Given data ▸
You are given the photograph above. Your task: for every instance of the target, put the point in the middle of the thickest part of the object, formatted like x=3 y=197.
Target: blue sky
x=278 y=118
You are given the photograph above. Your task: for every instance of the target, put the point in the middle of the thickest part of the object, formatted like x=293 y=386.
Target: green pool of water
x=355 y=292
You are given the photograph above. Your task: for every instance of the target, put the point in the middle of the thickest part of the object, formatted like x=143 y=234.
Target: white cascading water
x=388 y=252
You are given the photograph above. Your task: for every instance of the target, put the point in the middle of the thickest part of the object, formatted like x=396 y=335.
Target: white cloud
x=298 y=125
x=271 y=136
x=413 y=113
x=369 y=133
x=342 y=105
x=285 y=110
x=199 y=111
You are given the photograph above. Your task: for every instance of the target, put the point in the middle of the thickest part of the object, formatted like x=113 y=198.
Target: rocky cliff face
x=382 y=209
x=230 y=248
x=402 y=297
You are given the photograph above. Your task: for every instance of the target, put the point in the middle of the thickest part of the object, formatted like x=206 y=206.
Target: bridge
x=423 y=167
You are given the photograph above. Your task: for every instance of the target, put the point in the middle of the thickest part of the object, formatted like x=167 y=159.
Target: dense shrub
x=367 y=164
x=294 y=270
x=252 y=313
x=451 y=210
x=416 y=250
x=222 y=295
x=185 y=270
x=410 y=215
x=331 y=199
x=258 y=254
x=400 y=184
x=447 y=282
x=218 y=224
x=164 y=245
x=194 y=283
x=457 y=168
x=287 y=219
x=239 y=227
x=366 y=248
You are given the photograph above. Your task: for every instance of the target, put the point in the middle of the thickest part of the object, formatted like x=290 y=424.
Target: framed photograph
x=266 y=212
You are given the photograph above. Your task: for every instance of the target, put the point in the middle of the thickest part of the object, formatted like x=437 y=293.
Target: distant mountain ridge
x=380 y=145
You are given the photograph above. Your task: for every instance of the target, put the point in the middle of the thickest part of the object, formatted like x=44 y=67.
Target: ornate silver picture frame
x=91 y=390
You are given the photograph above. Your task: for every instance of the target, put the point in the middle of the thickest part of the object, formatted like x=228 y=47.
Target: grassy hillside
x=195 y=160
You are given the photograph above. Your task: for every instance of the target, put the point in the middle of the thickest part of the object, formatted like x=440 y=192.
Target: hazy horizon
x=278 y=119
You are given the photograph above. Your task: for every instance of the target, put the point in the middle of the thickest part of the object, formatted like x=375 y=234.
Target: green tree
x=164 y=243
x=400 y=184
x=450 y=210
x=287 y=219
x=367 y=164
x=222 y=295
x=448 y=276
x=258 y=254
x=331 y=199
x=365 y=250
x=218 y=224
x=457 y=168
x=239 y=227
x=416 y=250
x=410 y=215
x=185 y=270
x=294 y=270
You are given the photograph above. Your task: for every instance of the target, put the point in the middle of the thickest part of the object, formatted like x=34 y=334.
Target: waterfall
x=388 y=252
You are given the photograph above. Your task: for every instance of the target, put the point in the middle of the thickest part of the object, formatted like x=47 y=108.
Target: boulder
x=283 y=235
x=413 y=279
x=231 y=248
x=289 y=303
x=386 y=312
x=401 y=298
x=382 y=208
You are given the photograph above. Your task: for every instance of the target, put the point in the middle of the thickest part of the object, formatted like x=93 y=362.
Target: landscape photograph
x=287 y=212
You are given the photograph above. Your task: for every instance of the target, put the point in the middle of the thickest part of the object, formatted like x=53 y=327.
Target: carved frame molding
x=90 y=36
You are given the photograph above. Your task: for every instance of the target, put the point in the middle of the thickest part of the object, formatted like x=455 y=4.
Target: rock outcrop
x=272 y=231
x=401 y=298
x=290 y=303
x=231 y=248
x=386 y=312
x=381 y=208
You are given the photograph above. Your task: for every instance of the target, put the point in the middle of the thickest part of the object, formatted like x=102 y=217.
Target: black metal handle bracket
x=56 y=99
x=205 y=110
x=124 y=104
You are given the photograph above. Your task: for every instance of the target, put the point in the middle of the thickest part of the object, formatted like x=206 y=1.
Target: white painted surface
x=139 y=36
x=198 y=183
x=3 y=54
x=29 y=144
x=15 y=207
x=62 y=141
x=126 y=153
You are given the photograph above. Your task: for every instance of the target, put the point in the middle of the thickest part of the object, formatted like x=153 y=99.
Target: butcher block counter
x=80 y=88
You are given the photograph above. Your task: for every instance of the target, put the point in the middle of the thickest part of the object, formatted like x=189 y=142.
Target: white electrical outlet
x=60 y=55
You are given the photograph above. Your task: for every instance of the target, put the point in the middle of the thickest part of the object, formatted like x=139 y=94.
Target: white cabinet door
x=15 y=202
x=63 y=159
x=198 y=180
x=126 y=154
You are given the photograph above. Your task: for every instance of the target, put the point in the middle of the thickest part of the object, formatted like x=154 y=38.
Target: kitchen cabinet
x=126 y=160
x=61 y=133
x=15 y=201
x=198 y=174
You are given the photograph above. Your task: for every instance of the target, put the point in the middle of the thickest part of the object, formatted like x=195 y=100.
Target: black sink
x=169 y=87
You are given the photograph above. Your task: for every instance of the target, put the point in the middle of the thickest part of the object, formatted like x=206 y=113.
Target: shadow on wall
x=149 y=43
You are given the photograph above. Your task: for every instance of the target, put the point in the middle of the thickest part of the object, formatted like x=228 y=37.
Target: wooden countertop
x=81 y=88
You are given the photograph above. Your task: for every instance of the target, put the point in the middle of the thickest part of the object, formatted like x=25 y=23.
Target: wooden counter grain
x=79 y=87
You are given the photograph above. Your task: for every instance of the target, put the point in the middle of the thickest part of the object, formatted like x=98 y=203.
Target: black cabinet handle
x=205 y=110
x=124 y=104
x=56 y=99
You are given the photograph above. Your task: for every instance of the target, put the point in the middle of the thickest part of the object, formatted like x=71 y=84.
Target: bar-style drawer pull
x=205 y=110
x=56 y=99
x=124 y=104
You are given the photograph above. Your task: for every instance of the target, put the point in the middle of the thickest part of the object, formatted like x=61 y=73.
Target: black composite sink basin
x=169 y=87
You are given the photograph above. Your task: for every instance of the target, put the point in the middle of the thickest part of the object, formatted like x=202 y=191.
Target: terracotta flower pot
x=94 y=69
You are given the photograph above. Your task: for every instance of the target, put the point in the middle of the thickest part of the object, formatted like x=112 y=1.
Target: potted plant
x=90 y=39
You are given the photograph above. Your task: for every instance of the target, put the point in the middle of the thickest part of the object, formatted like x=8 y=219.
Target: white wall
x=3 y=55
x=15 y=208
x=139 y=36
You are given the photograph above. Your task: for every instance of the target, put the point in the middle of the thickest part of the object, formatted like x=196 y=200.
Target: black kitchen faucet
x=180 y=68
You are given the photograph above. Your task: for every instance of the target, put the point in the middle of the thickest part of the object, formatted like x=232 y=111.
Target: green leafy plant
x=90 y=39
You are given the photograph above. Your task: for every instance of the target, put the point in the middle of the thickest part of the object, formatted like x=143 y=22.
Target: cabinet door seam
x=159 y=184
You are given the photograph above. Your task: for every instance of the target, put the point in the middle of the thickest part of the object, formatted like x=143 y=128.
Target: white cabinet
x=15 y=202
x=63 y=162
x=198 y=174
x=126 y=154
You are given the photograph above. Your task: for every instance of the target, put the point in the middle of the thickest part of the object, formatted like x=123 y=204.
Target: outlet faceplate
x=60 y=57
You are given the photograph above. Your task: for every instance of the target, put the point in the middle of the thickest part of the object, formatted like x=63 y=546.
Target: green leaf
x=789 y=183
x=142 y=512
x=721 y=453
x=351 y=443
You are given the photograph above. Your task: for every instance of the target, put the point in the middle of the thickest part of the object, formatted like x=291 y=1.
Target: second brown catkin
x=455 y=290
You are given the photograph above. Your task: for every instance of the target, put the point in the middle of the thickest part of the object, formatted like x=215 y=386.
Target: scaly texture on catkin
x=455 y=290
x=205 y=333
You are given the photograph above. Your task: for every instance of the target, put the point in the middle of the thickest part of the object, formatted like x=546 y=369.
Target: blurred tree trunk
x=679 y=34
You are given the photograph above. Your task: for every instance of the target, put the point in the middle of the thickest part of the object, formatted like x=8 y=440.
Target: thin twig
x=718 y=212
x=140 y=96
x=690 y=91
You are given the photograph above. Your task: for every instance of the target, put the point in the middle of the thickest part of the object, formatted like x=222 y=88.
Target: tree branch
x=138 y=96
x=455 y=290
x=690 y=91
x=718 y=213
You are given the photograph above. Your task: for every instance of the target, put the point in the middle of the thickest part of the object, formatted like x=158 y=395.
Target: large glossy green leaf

Aim of the task ▸ From the entries above, return exactly the line containing "Target: grassy hillside", the line containing "like x=375 y=234.", and all lines between, and nothing else.

Expected output ▸
Target: grassy hillside
x=195 y=160
You are given the photograph above. Your task: for every instance of the target, put the point in the middle of the thickest part of the object, formatted like x=440 y=192.
Target: hazy horizon
x=278 y=119
You are given the photograph above. Your task: for every instance of the target, put the point in the middle of the thickest part of the object, formatted like x=375 y=234.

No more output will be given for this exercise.